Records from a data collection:
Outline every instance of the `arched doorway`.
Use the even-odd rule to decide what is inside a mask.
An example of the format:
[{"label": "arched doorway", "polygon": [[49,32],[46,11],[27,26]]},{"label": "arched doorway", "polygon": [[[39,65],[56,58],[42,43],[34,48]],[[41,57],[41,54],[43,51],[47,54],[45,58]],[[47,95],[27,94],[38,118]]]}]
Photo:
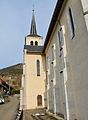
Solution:
[{"label": "arched doorway", "polygon": [[41,95],[37,96],[37,105],[42,106],[42,96]]}]

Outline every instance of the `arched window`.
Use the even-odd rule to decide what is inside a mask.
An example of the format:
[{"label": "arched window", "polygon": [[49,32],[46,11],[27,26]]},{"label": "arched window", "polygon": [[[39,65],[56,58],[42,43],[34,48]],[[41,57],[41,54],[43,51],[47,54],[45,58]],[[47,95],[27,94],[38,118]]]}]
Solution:
[{"label": "arched window", "polygon": [[33,45],[33,41],[30,42],[30,45]]},{"label": "arched window", "polygon": [[42,96],[41,95],[37,96],[37,105],[42,106]]},{"label": "arched window", "polygon": [[35,45],[38,45],[38,42],[37,42],[37,41],[35,41]]},{"label": "arched window", "polygon": [[37,76],[40,76],[40,61],[37,60]]}]

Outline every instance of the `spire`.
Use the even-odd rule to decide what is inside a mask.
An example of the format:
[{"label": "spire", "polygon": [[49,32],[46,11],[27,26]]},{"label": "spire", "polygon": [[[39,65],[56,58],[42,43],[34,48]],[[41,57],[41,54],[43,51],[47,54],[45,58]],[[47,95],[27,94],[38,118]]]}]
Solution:
[{"label": "spire", "polygon": [[32,21],[31,21],[30,35],[37,35],[34,9],[33,9],[32,11],[33,11],[33,13],[32,13]]}]

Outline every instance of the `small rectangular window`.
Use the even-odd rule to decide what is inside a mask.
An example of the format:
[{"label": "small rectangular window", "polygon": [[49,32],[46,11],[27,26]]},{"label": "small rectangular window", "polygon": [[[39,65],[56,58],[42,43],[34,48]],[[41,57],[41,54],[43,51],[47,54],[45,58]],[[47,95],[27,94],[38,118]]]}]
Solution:
[{"label": "small rectangular window", "polygon": [[54,46],[52,46],[52,61],[54,61]]},{"label": "small rectangular window", "polygon": [[69,21],[70,23],[70,32],[71,32],[71,37],[72,39],[75,36],[75,26],[74,26],[74,19],[73,19],[73,13],[72,13],[72,9],[69,8]]}]

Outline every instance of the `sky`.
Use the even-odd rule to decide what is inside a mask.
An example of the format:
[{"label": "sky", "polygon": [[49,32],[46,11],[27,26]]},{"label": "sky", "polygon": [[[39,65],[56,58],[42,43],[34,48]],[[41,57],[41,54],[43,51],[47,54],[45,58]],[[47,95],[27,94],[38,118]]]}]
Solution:
[{"label": "sky", "polygon": [[37,32],[46,37],[57,0],[0,0],[0,69],[23,63],[25,36],[35,9]]}]

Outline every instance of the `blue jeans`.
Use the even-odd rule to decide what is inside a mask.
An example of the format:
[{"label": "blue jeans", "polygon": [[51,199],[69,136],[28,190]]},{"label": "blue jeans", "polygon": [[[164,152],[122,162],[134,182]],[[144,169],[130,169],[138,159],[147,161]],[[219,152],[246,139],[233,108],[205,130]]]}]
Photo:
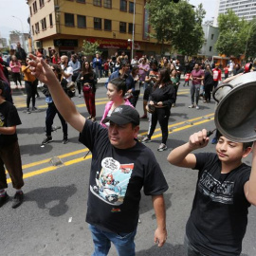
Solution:
[{"label": "blue jeans", "polygon": [[137,229],[131,233],[114,233],[104,231],[96,226],[89,225],[94,243],[92,256],[105,256],[111,247],[111,242],[116,247],[119,256],[135,256],[135,236]]}]

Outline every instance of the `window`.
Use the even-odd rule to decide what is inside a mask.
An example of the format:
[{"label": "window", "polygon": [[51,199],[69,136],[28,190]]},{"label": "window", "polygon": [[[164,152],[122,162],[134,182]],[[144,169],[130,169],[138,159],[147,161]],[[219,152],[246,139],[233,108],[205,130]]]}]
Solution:
[{"label": "window", "polygon": [[46,18],[41,20],[41,25],[42,25],[42,30],[46,30]]},{"label": "window", "polygon": [[129,34],[132,34],[133,33],[133,24],[132,23],[129,23],[128,24],[128,33]]},{"label": "window", "polygon": [[104,30],[108,30],[108,31],[112,30],[111,20],[104,20]]},{"label": "window", "polygon": [[74,14],[64,13],[64,26],[66,27],[74,27]]},{"label": "window", "polygon": [[112,8],[112,0],[104,0],[104,8]]},{"label": "window", "polygon": [[93,5],[97,7],[101,7],[101,0],[93,0]]},{"label": "window", "polygon": [[101,29],[101,19],[94,18],[94,29]]},{"label": "window", "polygon": [[33,11],[34,11],[34,13],[37,12],[37,4],[36,4],[36,1],[33,3]]},{"label": "window", "polygon": [[129,2],[129,12],[134,13],[134,10],[135,10],[135,3]]},{"label": "window", "polygon": [[120,10],[127,11],[127,1],[120,0]]},{"label": "window", "polygon": [[35,33],[38,34],[40,32],[40,29],[39,29],[39,22],[37,22],[35,24]]},{"label": "window", "polygon": [[53,26],[53,22],[52,22],[52,14],[49,14],[49,21],[50,21],[50,27]]},{"label": "window", "polygon": [[39,6],[43,8],[45,6],[45,0],[39,0]]},{"label": "window", "polygon": [[86,17],[82,15],[78,15],[78,27],[84,28],[86,27]]},{"label": "window", "polygon": [[126,22],[120,22],[119,31],[121,33],[126,33]]}]

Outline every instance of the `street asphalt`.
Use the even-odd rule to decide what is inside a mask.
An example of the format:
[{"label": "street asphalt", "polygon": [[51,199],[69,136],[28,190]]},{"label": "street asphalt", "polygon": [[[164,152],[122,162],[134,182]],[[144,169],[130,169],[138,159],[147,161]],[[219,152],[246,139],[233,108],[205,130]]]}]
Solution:
[{"label": "street asphalt", "polygon": [[[100,81],[103,84],[103,80]],[[23,83],[24,84],[24,83]],[[13,84],[12,84],[13,85]],[[163,247],[154,243],[155,215],[152,200],[142,193],[140,221],[136,236],[137,256],[184,255],[183,239],[194,195],[197,172],[172,166],[166,160],[170,151],[188,141],[191,134],[206,128],[214,129],[213,101],[203,103],[200,109],[189,109],[190,90],[181,82],[176,107],[172,108],[169,121],[168,150],[157,152],[161,142],[159,125],[147,146],[155,153],[169,190],[165,193],[167,210],[168,240]],[[15,86],[14,86],[15,87]],[[85,223],[86,198],[91,163],[91,155],[78,141],[78,132],[68,125],[69,143],[62,143],[63,133],[59,129],[52,134],[53,142],[41,146],[45,138],[46,104],[38,88],[40,98],[36,99],[36,113],[26,113],[26,92],[13,89],[13,99],[22,125],[17,127],[25,178],[25,201],[17,209],[11,209],[9,202],[1,208],[1,256],[82,256],[91,255],[93,243]],[[97,120],[101,120],[105,103],[108,101],[104,86],[97,90]],[[141,90],[141,94],[143,89]],[[142,96],[137,109],[142,115]],[[83,98],[72,99],[79,111],[88,117]],[[61,125],[56,116],[54,125]],[[141,119],[140,135],[148,130],[149,122]],[[209,144],[201,151],[214,152],[214,145]],[[250,164],[251,155],[245,162]],[[54,165],[56,164],[56,166]],[[14,190],[9,179],[8,192],[12,197]],[[243,256],[255,256],[256,209],[251,207],[248,226],[243,243]],[[212,230],[214,232],[214,230]],[[109,255],[116,256],[112,247]]]}]

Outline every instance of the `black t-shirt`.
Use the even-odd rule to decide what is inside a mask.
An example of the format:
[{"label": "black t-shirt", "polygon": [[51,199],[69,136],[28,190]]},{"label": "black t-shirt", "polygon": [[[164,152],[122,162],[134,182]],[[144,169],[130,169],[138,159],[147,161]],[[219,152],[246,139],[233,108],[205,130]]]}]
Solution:
[{"label": "black t-shirt", "polygon": [[[0,104],[0,127],[11,127],[21,124],[16,107],[9,102],[4,101]],[[2,135],[0,133],[0,146],[9,145],[18,139],[17,134]]]},{"label": "black t-shirt", "polygon": [[241,164],[221,174],[216,154],[195,154],[199,170],[191,216],[186,227],[192,245],[210,256],[240,255],[250,204],[245,192],[250,167]]},{"label": "black t-shirt", "polygon": [[92,152],[86,222],[112,232],[137,229],[140,190],[162,194],[167,182],[152,151],[140,142],[117,149],[108,131],[86,120],[79,140]]}]

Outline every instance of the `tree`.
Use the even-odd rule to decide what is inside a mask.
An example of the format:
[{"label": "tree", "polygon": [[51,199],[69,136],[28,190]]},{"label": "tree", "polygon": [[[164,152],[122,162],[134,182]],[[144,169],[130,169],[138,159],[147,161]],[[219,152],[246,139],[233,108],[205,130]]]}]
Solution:
[{"label": "tree", "polygon": [[197,54],[204,43],[202,5],[193,9],[187,0],[178,3],[154,0],[146,4],[150,12],[151,37],[159,43],[168,43],[182,54]]},{"label": "tree", "polygon": [[227,56],[239,57],[244,54],[247,38],[248,22],[235,14],[231,9],[228,9],[225,14],[218,17],[219,37],[215,47],[221,54]]},{"label": "tree", "polygon": [[99,53],[100,55],[101,52],[98,50],[99,48],[99,44],[98,42],[91,43],[89,41],[83,40],[82,46],[82,53],[85,56],[91,56],[96,53]]}]

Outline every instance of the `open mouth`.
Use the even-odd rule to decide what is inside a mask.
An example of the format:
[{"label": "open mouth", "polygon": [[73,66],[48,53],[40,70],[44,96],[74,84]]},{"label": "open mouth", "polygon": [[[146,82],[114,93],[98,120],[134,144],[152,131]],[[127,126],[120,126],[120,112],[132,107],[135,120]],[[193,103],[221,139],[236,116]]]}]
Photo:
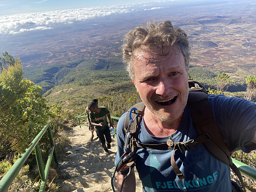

• **Task directions**
Gather each line above that contains the word "doorway", copying them in the order they appear.

• **Expected output**
Outline every instance of the `arched doorway`.
[{"label": "arched doorway", "polygon": [[49,32],[46,11],[27,26]]},{"label": "arched doorway", "polygon": [[[39,65],[56,58],[42,43],[34,48]],[[41,57],[41,54],[43,51],[47,54],[45,58]],[[47,95],[27,94],[38,118]]]}]
[{"label": "arched doorway", "polygon": [[41,95],[37,96],[37,105],[42,106],[42,96]]}]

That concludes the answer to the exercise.